◆ **INFORMATION**:
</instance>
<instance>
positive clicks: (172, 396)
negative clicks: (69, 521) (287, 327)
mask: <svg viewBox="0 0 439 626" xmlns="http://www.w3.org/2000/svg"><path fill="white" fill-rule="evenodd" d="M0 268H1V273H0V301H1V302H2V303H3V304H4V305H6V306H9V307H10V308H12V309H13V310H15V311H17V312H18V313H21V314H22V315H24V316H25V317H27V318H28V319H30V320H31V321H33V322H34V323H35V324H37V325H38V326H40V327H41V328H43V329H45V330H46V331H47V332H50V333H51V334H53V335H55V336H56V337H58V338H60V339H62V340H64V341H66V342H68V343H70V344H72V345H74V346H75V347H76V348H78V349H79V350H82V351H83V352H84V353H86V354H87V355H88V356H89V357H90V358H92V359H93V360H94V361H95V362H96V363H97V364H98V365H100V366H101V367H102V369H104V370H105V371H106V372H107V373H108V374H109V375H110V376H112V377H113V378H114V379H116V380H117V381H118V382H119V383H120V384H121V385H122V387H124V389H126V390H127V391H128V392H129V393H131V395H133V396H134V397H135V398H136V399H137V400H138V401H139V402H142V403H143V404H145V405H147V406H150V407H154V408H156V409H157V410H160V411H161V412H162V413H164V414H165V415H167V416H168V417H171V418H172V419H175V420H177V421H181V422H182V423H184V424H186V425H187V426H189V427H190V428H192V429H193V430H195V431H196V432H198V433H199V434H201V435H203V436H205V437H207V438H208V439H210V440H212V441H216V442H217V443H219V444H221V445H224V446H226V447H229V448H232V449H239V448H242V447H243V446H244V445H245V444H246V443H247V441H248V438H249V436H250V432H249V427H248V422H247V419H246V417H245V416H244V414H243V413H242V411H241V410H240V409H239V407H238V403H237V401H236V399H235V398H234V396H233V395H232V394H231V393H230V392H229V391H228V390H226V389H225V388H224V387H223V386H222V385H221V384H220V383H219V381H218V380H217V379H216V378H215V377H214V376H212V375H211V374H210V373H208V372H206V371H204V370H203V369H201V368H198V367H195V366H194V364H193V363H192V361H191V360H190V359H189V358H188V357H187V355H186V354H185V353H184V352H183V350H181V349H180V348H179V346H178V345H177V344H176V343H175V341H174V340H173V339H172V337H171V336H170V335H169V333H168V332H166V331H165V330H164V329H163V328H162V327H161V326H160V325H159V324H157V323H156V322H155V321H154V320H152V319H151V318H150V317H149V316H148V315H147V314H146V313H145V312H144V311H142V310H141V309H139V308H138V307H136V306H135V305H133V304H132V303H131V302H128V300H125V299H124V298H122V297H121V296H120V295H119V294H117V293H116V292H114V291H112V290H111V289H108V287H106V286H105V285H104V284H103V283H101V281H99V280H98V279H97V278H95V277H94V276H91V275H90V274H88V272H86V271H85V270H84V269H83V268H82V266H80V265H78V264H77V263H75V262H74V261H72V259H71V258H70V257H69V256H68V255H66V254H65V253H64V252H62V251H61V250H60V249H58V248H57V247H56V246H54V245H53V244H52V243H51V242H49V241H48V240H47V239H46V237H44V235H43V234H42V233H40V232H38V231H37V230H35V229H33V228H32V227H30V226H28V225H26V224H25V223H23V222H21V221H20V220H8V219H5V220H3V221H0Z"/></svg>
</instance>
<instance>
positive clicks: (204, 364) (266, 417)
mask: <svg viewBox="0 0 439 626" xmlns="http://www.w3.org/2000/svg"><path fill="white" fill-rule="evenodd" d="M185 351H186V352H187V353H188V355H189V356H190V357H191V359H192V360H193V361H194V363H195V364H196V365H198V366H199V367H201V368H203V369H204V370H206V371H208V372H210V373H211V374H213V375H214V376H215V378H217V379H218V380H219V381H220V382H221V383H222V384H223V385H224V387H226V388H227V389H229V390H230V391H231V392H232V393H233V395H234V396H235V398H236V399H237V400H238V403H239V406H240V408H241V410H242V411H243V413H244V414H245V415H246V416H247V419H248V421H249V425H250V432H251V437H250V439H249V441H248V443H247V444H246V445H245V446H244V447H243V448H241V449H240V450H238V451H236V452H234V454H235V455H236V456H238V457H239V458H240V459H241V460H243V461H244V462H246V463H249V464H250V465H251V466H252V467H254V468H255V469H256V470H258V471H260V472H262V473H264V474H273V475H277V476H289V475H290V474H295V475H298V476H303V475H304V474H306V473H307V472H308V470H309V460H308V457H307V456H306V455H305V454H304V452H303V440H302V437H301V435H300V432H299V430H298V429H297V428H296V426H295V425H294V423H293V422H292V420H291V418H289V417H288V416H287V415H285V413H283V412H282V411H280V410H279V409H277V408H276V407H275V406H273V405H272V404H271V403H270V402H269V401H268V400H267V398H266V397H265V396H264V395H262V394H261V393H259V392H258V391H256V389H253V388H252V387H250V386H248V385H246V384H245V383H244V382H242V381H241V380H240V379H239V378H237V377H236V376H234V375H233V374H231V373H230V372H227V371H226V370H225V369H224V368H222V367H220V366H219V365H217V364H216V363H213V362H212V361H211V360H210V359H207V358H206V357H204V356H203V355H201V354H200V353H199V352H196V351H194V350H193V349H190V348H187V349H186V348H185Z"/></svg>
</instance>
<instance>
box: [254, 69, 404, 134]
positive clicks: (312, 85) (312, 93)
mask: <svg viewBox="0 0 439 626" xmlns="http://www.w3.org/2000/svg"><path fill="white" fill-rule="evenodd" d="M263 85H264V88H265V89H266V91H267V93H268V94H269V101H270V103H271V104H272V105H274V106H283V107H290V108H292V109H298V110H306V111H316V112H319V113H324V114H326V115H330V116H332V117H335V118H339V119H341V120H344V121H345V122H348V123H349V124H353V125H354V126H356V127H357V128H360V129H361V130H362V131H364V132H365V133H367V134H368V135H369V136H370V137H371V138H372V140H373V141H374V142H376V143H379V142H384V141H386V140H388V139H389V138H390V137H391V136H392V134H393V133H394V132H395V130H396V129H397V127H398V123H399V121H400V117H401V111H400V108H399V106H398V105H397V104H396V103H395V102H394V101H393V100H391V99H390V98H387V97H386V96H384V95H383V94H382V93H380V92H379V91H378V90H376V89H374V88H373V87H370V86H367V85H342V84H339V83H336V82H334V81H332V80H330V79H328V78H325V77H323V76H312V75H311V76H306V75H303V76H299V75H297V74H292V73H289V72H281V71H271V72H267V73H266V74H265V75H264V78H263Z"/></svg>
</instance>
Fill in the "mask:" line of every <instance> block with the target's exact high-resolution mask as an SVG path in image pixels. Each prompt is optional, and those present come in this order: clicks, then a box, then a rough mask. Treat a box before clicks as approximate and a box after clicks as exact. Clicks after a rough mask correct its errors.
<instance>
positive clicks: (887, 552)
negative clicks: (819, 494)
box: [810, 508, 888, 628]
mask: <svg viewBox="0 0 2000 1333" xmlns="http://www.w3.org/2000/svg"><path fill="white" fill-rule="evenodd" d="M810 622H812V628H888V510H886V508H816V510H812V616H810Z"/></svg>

◆ **YOUR OBJECTIVE**:
Return the records in their entirety. Keep every character as it is.

◆ **OUTPUT FOR THIS TASK**:
</instance>
<instance>
positive clicks: (172, 396)
negative clicks: (69, 521) (287, 327)
mask: <svg viewBox="0 0 439 626" xmlns="http://www.w3.org/2000/svg"><path fill="white" fill-rule="evenodd" d="M0 268H1V273H0V301H1V302H2V303H3V304H4V305H6V306H9V307H10V308H12V309H13V310H15V311H17V312H18V313H21V314H22V315H24V316H25V317H27V318H28V319H30V320H31V321H33V322H34V323H35V324H37V325H38V326H40V327H41V328H43V329H45V330H46V331H47V332H50V333H51V334H53V335H55V336H56V337H58V338H60V339H62V340H64V341H66V342H68V343H70V344H72V345H74V346H75V347H76V348H78V349H79V350H82V351H83V352H84V353H86V354H87V355H88V356H89V357H90V358H92V359H93V360H94V361H95V362H96V363H97V364H98V365H100V366H101V367H102V369H104V370H105V371H106V372H107V373H108V374H109V375H110V376H112V377H113V378H114V379H116V380H117V381H118V382H119V383H120V384H121V385H122V387H124V389H126V390H127V391H128V392H129V393H131V395H133V396H134V397H135V398H136V399H137V400H138V401H139V402H142V403H143V404H145V405H147V406H150V407H154V408H156V409H157V410H160V411H161V412H162V413H164V414H165V415H167V416H168V417H171V418H172V419H175V420H177V421H181V422H182V423H184V424H186V425H187V426H189V427H190V428H192V429H193V430H195V431H196V432H198V433H199V434H201V435H203V436H205V437H207V438H208V439H210V440H212V441H216V442H217V443H219V444H221V445H224V446H226V447H229V448H232V449H239V448H242V447H243V446H244V445H245V444H246V443H247V441H248V438H249V436H250V432H249V427H248V422H247V419H246V417H245V416H244V414H243V413H242V411H241V410H240V409H239V407H238V403H237V401H236V399H235V398H234V396H233V395H232V394H231V393H230V392H229V391H228V390H226V389H225V388H224V387H223V386H222V385H221V384H220V383H219V381H218V380H217V379H216V378H215V377H214V376H212V375H211V374H210V373H208V372H206V371H204V370H203V369H201V368H198V367H195V366H194V364H193V363H192V361H191V360H190V359H189V358H188V357H187V355H186V354H185V353H184V352H183V350H181V349H180V348H179V346H178V345H177V344H176V343H175V341H174V340H173V339H172V337H171V336H170V335H169V333H168V332H166V331H165V330H164V329H163V328H162V327H161V326H160V325H159V324H157V323H156V322H155V321H154V320H152V319H151V318H150V317H149V316H148V315H147V314H146V313H145V312H144V311H142V310H141V309H139V308H138V307H136V306H135V305H133V304H132V303H131V302H128V300H125V299H124V298H122V297H121V296H120V295H119V294H117V293H116V292H114V291H112V290H111V289H108V287H106V286H105V285H104V284H103V283H101V281H99V280H98V279H97V278H95V277H94V276H91V275H90V274H88V272H86V271H85V270H84V269H83V268H82V266H80V265H78V264H77V263H75V262H74V261H72V259H71V258H70V257H69V256H68V255H66V254H65V253H64V252H62V251H61V250H60V249H58V248H57V247H56V246H54V245H53V244H52V243H51V242H49V241H48V240H47V239H46V237H44V235H43V234H42V233H40V232H38V231H37V230H35V229H33V228H32V227H30V226H28V225H26V224H25V223H23V222H21V221H20V220H8V219H5V220H3V221H0Z"/></svg>
</instance>
<instance>
positive clicks: (204, 364) (266, 417)
mask: <svg viewBox="0 0 439 626" xmlns="http://www.w3.org/2000/svg"><path fill="white" fill-rule="evenodd" d="M185 351H186V352H187V353H188V355H189V356H190V357H191V359H192V360H193V361H194V363H195V364H196V365H198V366H199V367H201V368H203V369H204V370H206V371H208V372H210V373H211V374H213V375H214V376H215V378H217V379H218V380H219V381H220V382H221V383H222V384H223V385H224V387H226V388H227V389H229V390H230V391H231V392H232V393H233V395H234V396H235V398H236V399H237V400H238V403H239V406H240V408H241V410H242V411H243V413H244V414H245V415H246V416H247V419H248V421H249V425H250V432H251V437H250V439H249V441H248V443H247V444H246V445H245V446H244V447H243V448H241V449H240V450H238V451H236V452H234V454H235V455H236V456H238V457H239V458H240V459H241V460H243V461H244V462H246V463H249V464H250V465H251V466H252V467H254V468H255V469H256V470H258V471H260V472H262V473H264V474H273V475H277V476H289V475H290V474H295V475H298V476H303V475H304V474H306V473H307V472H308V470H309V460H308V457H307V456H306V455H305V454H304V452H303V440H302V437H301V435H300V432H299V430H298V429H297V428H296V426H295V425H294V423H293V422H292V420H291V418H289V417H288V416H287V415H285V413H283V412H282V411H280V410H279V409H277V408H276V407H275V406H273V405H272V404H271V403H270V402H269V401H268V400H267V398H266V397H265V396H264V395H262V394H261V393H259V392H258V391H256V389H253V388H252V387H250V386H248V385H246V384H245V383H244V382H242V381H241V380H240V379H239V378H237V377H236V376H234V375H233V374H231V373H230V372H227V371H226V370H225V369H224V368H222V367H220V366H219V365H217V364H216V363H213V362H212V361H211V360H210V359H207V358H206V357H204V356H203V355H201V354H200V353H199V352H196V351H194V350H193V349H190V348H187V349H186V348H185Z"/></svg>
</instance>
<instance>
box: [254, 69, 404, 134]
positive clicks: (312, 85) (312, 93)
mask: <svg viewBox="0 0 439 626" xmlns="http://www.w3.org/2000/svg"><path fill="white" fill-rule="evenodd" d="M263 85H264V88H265V89H266V91H267V93H268V94H269V101H270V103H271V104H272V105H274V106H283V107H290V108H292V109H298V110H306V111H316V112H319V113H324V114H326V115H330V116H332V117H335V118H339V119H341V120H344V121H345V122H348V123H349V124H353V125H354V126H356V127H357V128H360V129H361V130H362V131H364V132H365V133H367V134H368V135H369V136H370V137H371V138H372V140H373V141H374V142H376V143H379V142H384V141H386V140H388V139H389V138H390V137H391V136H392V134H393V133H394V132H395V130H396V129H397V127H398V123H399V121H400V117H401V111H400V108H399V106H398V105H397V104H396V103H395V102H394V101H393V100H391V99H390V98H387V97H386V96H384V95H383V94H382V93H380V92H379V91H378V90H376V89H374V88H373V87H370V86H367V85H342V84H339V83H336V82H334V81H332V80H330V79H328V78H325V77H323V76H312V75H311V76H306V75H303V76H299V75H297V74H292V73H289V72H281V71H271V72H267V73H266V74H265V75H264V78H263Z"/></svg>
</instance>
Fill in the "mask:" line of every <instance> block with the target's exact high-resolution mask as an SVG path in image pixels. Each prompt is optional, and those present come in this order: clicks, then a box, then a rough mask. Treat a box before clicks as approximate and a box after clicks as exact. Clicks after a rough mask correct its errors.
<instance>
positive clicks: (887, 552)
negative clicks: (819, 494)
box: [810, 508, 888, 628]
mask: <svg viewBox="0 0 2000 1333" xmlns="http://www.w3.org/2000/svg"><path fill="white" fill-rule="evenodd" d="M810 622H812V628H888V510H886V508H816V510H812V616H810Z"/></svg>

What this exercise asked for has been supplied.